The entire listing below should be output exactly as it stands.
--- Data excerpts ---
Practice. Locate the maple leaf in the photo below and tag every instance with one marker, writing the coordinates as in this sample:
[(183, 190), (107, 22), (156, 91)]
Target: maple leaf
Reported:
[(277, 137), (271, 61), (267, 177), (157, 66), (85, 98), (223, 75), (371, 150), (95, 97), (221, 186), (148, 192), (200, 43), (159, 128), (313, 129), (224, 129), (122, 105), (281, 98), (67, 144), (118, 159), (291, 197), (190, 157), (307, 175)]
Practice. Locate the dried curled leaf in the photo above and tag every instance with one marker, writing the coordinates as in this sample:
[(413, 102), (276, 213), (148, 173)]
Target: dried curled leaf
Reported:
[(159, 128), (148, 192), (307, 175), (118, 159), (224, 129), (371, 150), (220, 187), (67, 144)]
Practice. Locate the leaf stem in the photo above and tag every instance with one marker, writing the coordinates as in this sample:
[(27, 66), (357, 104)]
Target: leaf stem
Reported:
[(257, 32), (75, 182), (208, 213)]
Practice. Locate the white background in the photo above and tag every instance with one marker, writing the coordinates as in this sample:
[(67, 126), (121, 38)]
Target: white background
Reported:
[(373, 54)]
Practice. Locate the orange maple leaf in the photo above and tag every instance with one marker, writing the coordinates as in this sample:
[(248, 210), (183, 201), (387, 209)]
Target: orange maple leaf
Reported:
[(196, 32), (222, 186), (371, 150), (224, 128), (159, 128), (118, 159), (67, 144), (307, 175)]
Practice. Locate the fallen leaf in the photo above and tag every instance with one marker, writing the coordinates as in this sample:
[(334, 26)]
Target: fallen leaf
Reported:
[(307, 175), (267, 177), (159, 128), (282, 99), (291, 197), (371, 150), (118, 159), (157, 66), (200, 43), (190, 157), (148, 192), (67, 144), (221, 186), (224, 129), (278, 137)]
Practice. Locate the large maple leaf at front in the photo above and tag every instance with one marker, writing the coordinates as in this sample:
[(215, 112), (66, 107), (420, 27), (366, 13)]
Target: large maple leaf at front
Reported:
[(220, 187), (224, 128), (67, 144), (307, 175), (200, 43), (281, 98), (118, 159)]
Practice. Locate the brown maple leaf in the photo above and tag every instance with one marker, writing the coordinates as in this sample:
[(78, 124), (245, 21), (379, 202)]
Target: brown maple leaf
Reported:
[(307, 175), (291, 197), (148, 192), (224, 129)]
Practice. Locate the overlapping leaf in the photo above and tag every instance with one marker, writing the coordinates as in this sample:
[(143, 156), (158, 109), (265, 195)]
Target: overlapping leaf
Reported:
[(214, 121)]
---
**Response**
Practice. Locate the maple leaf in the photo below and tag every instance with one marker, writing the coordinates as in this sample:
[(183, 190), (107, 22), (156, 91)]
Target: maple leaf
Reported:
[(277, 137), (271, 61), (267, 177), (157, 66), (85, 98), (223, 75), (371, 150), (95, 97), (221, 186), (148, 192), (200, 43), (159, 128), (313, 129), (224, 129), (122, 105), (281, 98), (67, 144), (118, 159), (291, 197), (190, 157), (307, 175)]
Practice. Locate the dried curled leaf in the photo above and tag every instance with one marker, writing the coordinates as in this sample:
[(413, 102), (276, 213), (148, 173)]
Target: dried curled leaf
Reported:
[(159, 128), (148, 192), (307, 175), (118, 159), (224, 129), (371, 150), (220, 187), (67, 144)]
Practice. Locate the leaf stem in the photo above and tag every instance with one marker, writing the coordinates as in this sample:
[(27, 66), (357, 104)]
Target: leaf stem
Reported:
[(257, 32), (75, 182), (208, 213)]
Practice. Locate the white background in the photo above and tag every instance with one marker, writing the coordinates as in this sample:
[(67, 126), (121, 38)]
Target: white background
Reported:
[(373, 54)]
Practice. Locate the orange maple leaf in the photo above and tag every instance with one marker, writing the coordinates as in this sample:
[(248, 210), (183, 201), (387, 209)]
Target: orange maple leaf
Reported:
[(196, 32), (222, 186), (371, 150), (224, 128), (159, 128), (118, 159), (67, 144), (307, 175)]
Practice. Locate the fallen leaf in the photo above and tag every instance with one marker, writing the coordinates as in this sample:
[(334, 26)]
Target: fallen leaf
Reported:
[(307, 175), (267, 177), (159, 128), (282, 99), (291, 197), (371, 150), (118, 159), (157, 66), (200, 43), (190, 157), (148, 192), (67, 144), (221, 186), (224, 129), (278, 137)]
Practice. Locate the large maple leaf at front in the photo above and tag every instance with one marker, writing the coordinates as in this sample:
[(215, 112), (66, 107), (420, 27), (366, 13)]
Target: large maple leaf at front
Reported:
[(220, 187), (224, 128), (67, 144), (307, 175), (200, 43), (281, 98), (118, 159)]
Practice. Locate the brown maple leaf in the photo above and tag every instance with one marker, writing the coordinates as in this sample:
[(78, 124), (245, 21), (379, 202)]
Target: brown maple leaf
Reported:
[(307, 175), (291, 197), (148, 192), (224, 129)]
Practice. Locate the overlapping leaf in the photo above and tag every instance with one marker, writing the coordinates as in this sample:
[(143, 156), (158, 109), (265, 195)]
Target: overlapping leaf
Reported:
[(214, 121)]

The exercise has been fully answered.